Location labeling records
※

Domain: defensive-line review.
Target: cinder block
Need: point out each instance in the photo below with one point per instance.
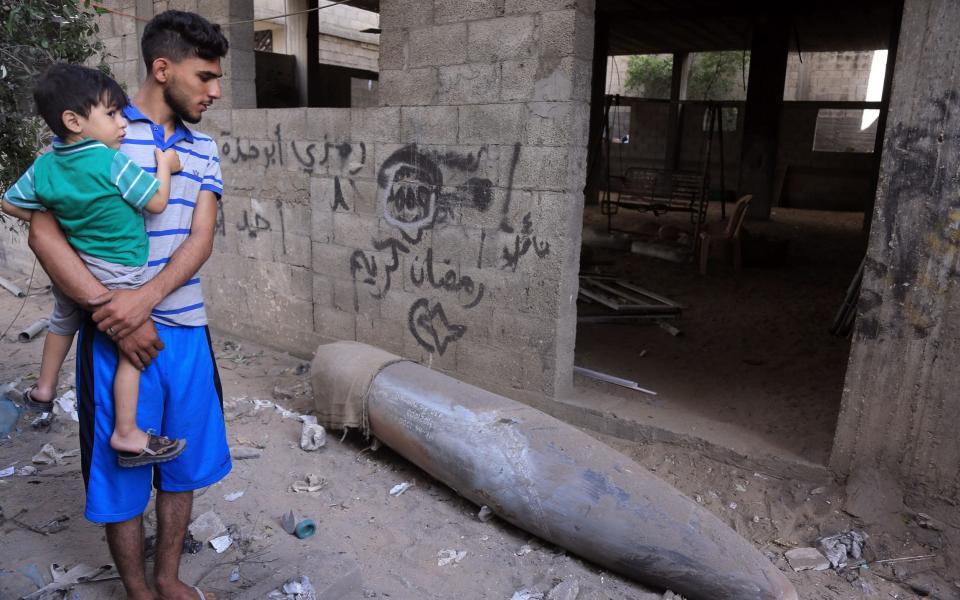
(354, 231)
(557, 123)
(469, 84)
(382, 333)
(518, 79)
(484, 363)
(538, 167)
(332, 323)
(438, 44)
(375, 125)
(409, 87)
(397, 14)
(249, 124)
(492, 123)
(467, 10)
(429, 125)
(500, 39)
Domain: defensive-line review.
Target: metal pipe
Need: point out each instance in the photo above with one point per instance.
(33, 330)
(564, 486)
(12, 288)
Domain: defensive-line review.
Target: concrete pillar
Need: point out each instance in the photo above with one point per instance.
(768, 69)
(297, 42)
(900, 404)
(678, 91)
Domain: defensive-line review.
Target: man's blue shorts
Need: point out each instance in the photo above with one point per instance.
(180, 397)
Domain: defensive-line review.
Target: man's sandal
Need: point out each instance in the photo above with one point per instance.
(159, 449)
(32, 404)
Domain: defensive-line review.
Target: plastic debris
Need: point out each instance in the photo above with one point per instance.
(220, 544)
(297, 525)
(312, 436)
(67, 404)
(400, 488)
(838, 548)
(49, 455)
(206, 527)
(803, 559)
(568, 589)
(450, 556)
(312, 483)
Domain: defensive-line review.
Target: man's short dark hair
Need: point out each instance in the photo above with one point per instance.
(72, 87)
(177, 35)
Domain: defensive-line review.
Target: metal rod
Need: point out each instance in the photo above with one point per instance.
(632, 385)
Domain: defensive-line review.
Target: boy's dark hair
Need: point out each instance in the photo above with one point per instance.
(72, 87)
(177, 35)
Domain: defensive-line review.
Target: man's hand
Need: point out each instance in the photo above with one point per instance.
(126, 311)
(142, 345)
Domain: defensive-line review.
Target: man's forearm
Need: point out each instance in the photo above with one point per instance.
(192, 253)
(61, 262)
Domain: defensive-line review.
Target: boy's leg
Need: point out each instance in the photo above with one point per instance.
(127, 436)
(125, 540)
(55, 349)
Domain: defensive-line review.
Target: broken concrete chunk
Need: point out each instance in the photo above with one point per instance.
(206, 527)
(244, 452)
(804, 559)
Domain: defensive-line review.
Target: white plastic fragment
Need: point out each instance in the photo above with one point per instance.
(400, 488)
(450, 556)
(220, 544)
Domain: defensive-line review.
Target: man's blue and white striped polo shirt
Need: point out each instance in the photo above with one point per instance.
(200, 162)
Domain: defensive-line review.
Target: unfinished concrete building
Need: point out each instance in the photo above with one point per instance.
(444, 223)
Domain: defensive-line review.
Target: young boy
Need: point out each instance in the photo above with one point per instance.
(96, 194)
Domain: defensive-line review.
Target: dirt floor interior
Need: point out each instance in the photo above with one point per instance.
(755, 367)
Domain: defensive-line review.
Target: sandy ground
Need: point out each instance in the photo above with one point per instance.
(382, 546)
(755, 351)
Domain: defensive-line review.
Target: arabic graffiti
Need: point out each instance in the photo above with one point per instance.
(420, 190)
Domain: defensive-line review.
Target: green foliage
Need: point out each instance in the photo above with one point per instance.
(649, 75)
(34, 34)
(712, 76)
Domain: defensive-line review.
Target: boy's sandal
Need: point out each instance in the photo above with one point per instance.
(159, 449)
(30, 403)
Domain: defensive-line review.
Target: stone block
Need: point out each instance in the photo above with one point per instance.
(328, 124)
(557, 123)
(429, 125)
(437, 44)
(501, 39)
(375, 125)
(469, 84)
(409, 87)
(491, 123)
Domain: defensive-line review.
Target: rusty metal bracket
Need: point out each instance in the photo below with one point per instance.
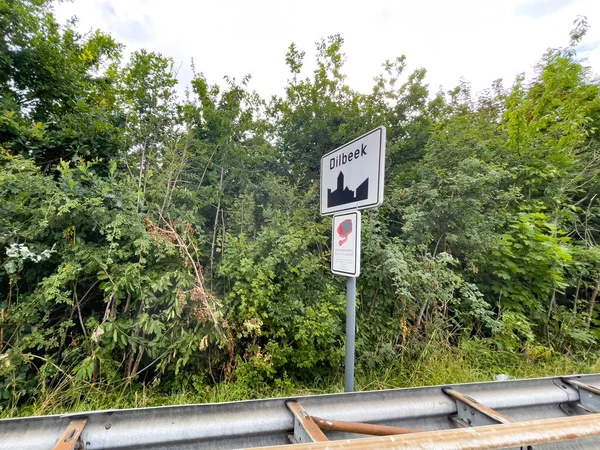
(361, 428)
(70, 438)
(305, 429)
(589, 396)
(472, 413)
(524, 434)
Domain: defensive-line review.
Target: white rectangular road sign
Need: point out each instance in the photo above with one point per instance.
(352, 176)
(345, 244)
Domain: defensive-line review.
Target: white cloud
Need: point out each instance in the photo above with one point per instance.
(478, 40)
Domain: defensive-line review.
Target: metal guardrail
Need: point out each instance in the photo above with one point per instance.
(269, 422)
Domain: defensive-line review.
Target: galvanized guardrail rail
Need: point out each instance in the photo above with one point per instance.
(543, 413)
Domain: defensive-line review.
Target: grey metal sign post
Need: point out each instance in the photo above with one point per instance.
(352, 178)
(350, 334)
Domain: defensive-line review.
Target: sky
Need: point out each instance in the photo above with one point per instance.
(477, 41)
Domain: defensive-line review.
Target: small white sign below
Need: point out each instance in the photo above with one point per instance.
(352, 176)
(345, 253)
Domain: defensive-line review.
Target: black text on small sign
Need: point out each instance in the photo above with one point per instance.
(345, 253)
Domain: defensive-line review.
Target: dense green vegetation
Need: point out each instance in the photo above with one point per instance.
(171, 248)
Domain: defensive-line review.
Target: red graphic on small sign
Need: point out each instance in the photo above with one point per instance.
(344, 229)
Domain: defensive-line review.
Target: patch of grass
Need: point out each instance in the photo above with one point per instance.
(437, 364)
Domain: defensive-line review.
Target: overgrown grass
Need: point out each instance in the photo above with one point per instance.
(470, 361)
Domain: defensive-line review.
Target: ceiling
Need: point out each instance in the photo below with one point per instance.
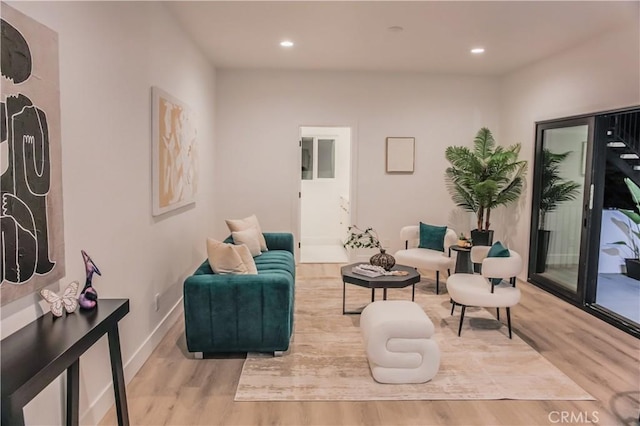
(355, 35)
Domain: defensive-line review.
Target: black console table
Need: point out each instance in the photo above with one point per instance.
(35, 355)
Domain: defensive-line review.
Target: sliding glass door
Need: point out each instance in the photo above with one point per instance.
(585, 225)
(614, 276)
(561, 206)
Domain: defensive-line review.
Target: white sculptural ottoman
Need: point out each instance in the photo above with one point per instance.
(397, 337)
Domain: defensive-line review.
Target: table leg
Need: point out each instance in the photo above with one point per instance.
(344, 293)
(118, 376)
(73, 393)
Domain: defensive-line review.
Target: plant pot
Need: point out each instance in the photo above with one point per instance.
(383, 259)
(544, 237)
(633, 268)
(482, 238)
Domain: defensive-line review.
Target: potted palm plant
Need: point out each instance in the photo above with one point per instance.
(483, 178)
(633, 263)
(555, 190)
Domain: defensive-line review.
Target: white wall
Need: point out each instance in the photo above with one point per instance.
(259, 114)
(320, 203)
(601, 74)
(111, 53)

※

Challenge:
The records shown above are to be repeated exactly, with the pictures left out.

Solution for this exercise:
Domain: defensive-line review.
Target: cinder block
Need: point out each instance in the photo below with one point per instance.
(354, 231)
(557, 123)
(469, 84)
(382, 333)
(518, 79)
(484, 363)
(538, 167)
(332, 323)
(438, 44)
(375, 125)
(409, 87)
(397, 14)
(249, 124)
(492, 123)
(467, 10)
(429, 125)
(500, 39)
Domain: defensive-line review.
Target: metal pipe
Need: point out each instance in the photo above with one point per instance.
(33, 330)
(564, 486)
(12, 288)
Domain: defensive-line review.
Target: concrete pillar
Need: point out each instance in the photo above with one point per instance.
(768, 69)
(297, 42)
(900, 404)
(678, 91)
Domain: defensive-line review.
Target: man's blue shorts
Need: point out each instance in the photo above with one point per instance.
(180, 397)
Domain: defensive-line review.
Target: man's sandal
Need: point out each instance in the photo above with one point per instance.
(159, 449)
(32, 404)
Domain: defensive-line review.
Target: plastic debris
Need: point out each instance in the photo above with one point per instance.
(220, 544)
(297, 525)
(312, 436)
(67, 404)
(400, 488)
(838, 548)
(49, 455)
(206, 527)
(803, 559)
(568, 589)
(450, 556)
(312, 483)
Domain: defensive-line review.
Target: man's short dark hair
Need: point out each instance in the photo above with one point per instance.
(72, 87)
(177, 35)
Domain: defensive-line review.
Target: metal rod
Need: point out each instance in the photo above with one point per instance.
(632, 385)
Domain: defensive-line review.
Target: boy's dark hair
Need: point out each instance in the photo above with one point per instance.
(72, 87)
(177, 35)
Domain: defensive-line review.
Target: man's hand
Need: point out each instance in the photo above with one point per instance.
(126, 311)
(142, 345)
Domain: defensive-line review.
Target: man's forearm
Need: point out each instance in the photo above with one point per instance.
(192, 253)
(61, 262)
Domain: defensive-line review.
Target: boy's leg
Need: point out each instance in the photo above with one point per instance.
(127, 436)
(125, 540)
(55, 349)
Domain: defensive-line review.
Target: broken concrete chunk
Need: point out each instance in the photo above with one point per instance.
(206, 527)
(244, 452)
(804, 559)
Domain: defensive-line review.
Target: white plastic fragment
Need: point out each instance in the photo above with one point per instance.
(400, 488)
(450, 556)
(220, 544)
Domain: defensive-line review.
Target: man's blue and white striped polo shirt
Need: point out each instance in the photo above with one point per instance.
(200, 162)
Domain: defensive-line review.
Target: unfinished concrete building
Need: point out each instance in the photo above with one point per instance.
(444, 223)
Domain: defensive-line review.
Target: young boy
Need: point out each instance in the photo above with one point per instance.
(96, 194)
Domain: defensive-line review.
Target: dirt floor interior
Need: point out each instance in the photo above with one point per instance.
(755, 367)
Domain: defensive-line review.
Target: sandy ground
Need: point out each instance in the photo above with one point per instance.
(382, 546)
(755, 351)
Domain: defensive-line review.
Target: arabic graffiti
Need: point out each instance in the photo above with one point per instance.
(420, 190)
Domain: defensive-line review.
Target: green foliage
Need: point out each instance in the photo above with one point per instance.
(649, 75)
(34, 34)
(712, 76)
Domain: defensive-line review.
Target: boy's sandal
Need: point out each instance in the photo above with one point per instance.
(159, 449)
(30, 403)
Domain: defensive-line review.
Target: stone block
Need: point out each instance in the photo above with one point per instance.
(328, 124)
(557, 123)
(429, 125)
(437, 44)
(501, 39)
(375, 125)
(469, 84)
(409, 87)
(491, 123)
Domain: defensive-line review.
Target: rusty metal bracket
Need: point out each instance in the photo below with one point per instance.
(361, 428)
(70, 438)
(305, 429)
(589, 396)
(472, 413)
(524, 434)
Domain: defensive-line review.
Target: white rectangular road sign
Need: point out each instance in the photo above with one point per instance.
(352, 176)
(345, 244)
Domain: defensive-line review.
Target: white cloud
Need: point out each instance in the photo above with one point per instance.
(478, 40)
Domain: defensive-line review.
Target: metal guardrail
Need: point out each instance in the photo above with one point per instance.
(269, 422)
Domain: defensive-line review.
Target: galvanized guardrail rail
Need: point out each instance in the photo above with one point per instance.
(543, 413)
Domain: defensive-line review.
Target: grey metal sign post
Need: point out each instance in the photo above with one point per instance.
(352, 178)
(350, 334)
Domain: defensive-line review.
Target: sky
Need: point out each instance in the photo above with one point per instance.
(477, 41)
Domain: defensive-line review.
Target: small white sign below
Need: point out each instance in the photo above with one point per instance.
(352, 176)
(345, 253)
Domain: defensive-line review.
Target: black text on small sign
Need: point out each instance in the photo above with one point per instance.
(345, 253)
Domain: defensive-line review.
Target: dense green vegetation
Need: point out each instance in the photo above with one point per instance.
(171, 248)
Domain: defensive-line review.
Target: red graphic on small sign
Need: point out each instance in the photo above with one point per instance.
(344, 229)
Domain: defensive-line review.
Target: patch of grass
Need: point out each instance in the photo above with one point per instance.
(437, 364)
Domain: defensive-line review.
Target: overgrown grass
Need: point out each instance in the photo above with one point per instance.
(470, 361)
Domain: defensive-line review.
Target: ceiling
Need: point out each instance in the photo below with one point per instance.
(355, 35)
Domain: defensive-line review.
Target: black console table
Need: point out each instance in the photo above with one point per instance.
(35, 355)
Domain: defensive-line review.
Target: sliding glass door
Need: point out each instance in the photo above with one point per instance.
(585, 225)
(614, 276)
(561, 206)
Domain: defensive-line review.
Target: white sculptural ottoman
Need: point out each instance in the photo above with one point per instance.
(397, 337)
Domain: defensive-line review.
Target: table leg
Need: point out each instance in the photo above with one point per instance.
(344, 293)
(118, 376)
(73, 393)
Domain: defensive-line review.
Target: plant pot
Need: point out each instance in the photo above with one point per instance.
(383, 259)
(544, 237)
(633, 268)
(482, 238)
Domain: defensive-line review.
Target: potted palm plant
Need: point out each instance in the photo above with one point per instance.
(483, 178)
(633, 263)
(555, 190)
Domain: defensive-line review.
Target: white wall
Need: point out each instance in the photo above with one point per instance.
(259, 114)
(320, 203)
(601, 74)
(111, 53)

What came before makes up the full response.